◆ TEXT UNDER STUDY ◆
***

Emergency medicine physician Reginald K. Franklin, M.D. has been practicing in his field for 25 years. He worked locums back in 2009 and 2010, and within the last two years, he has returned to take locums assignments with Cross Country Locums, formerly Medical Doctor Associates, (MDA). We asked Dr. Franklin what motivates him to choose the locum lifestyle with Cross Country Locums, and here’s what he said:
What led you to consider locums as a career option?
I was originally drawn to locums for the independence. I like longer-term locum assignments, and I really like having control over my schedule.
What advantages have you found in working locums?
As far as advantages are concerned, travel appeals to me greatly. I have had many opportunities to travel all over the country. I have worked out west in Arizona, New Mexico, Colorado, and Washington. I’ve also worked up north in Minnesota. I am originally from Alabama and began my career in Georgia, and so those are places I had never been before.
What advice would you share with a friend or peer about taking locums assignments?
I would say it’s a little different than a full-time job. There are definitely plusses and minuses. For example, you can visit new travel locations and you have independence. Also, the pay can be a little higher in certain instances. However, you don’t get paid holidays. There are some things you give up. But it’s worth it.
What do you feel is the biggest misconception about working as a locums provider?
I think the biggest misconception is that in the minds of a lot of people, if you’re not working full time there’s something wrong. But that’s not the case. Most providers are just choosing locums for the freedom or other benefits.

***

◆ WHAT IS REQUIRED ◆
From the physician interview, copy the passage that begins at the words "Emergency medicine physician" and stops after "over my schedule.". Rely only on the physician interview and draw on nothing beyond it.

***

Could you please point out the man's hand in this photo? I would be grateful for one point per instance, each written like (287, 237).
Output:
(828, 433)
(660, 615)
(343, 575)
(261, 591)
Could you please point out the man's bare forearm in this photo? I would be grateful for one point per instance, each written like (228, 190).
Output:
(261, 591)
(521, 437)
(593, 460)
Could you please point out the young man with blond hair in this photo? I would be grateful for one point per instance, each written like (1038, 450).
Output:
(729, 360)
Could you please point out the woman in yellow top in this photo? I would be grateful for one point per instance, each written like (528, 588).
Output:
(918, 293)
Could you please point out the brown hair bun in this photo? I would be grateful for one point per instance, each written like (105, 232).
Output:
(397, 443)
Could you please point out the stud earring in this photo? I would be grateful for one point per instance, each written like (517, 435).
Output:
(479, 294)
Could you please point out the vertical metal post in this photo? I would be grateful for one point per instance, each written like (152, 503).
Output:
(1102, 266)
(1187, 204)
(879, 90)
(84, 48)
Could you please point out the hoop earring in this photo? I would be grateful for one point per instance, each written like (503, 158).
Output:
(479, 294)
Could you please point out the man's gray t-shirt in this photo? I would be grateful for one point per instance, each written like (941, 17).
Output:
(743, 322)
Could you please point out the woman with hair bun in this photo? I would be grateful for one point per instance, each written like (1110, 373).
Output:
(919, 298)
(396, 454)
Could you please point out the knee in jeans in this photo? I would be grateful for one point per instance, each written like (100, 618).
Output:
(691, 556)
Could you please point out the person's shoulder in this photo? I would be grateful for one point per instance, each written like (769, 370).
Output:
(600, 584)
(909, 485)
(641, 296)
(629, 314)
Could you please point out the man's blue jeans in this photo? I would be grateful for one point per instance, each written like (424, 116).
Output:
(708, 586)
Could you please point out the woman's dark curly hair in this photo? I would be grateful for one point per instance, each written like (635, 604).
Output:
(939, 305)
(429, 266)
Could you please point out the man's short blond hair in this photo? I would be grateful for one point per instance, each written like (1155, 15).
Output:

***

◆ ANSWER TO THE EXERCISE ◆
Emergency medicine physician Reginald K. Franklin, M.D. has been practicing in his field for 25 years. He worked locums back in 2009 and 2010, and within the last two years, he has returned to take locums assignments with Cross Country Locums, formerly Medical Doctor Associates, (MDA). We asked Dr. Franklin what motivates him to choose the locum lifestyle with Cross Country Locums, and here’s what he said:
What led you to consider locums as a career option?
I was originally drawn to locums for the independence. I like longer-term locum assignments, and I really like having control over my schedule.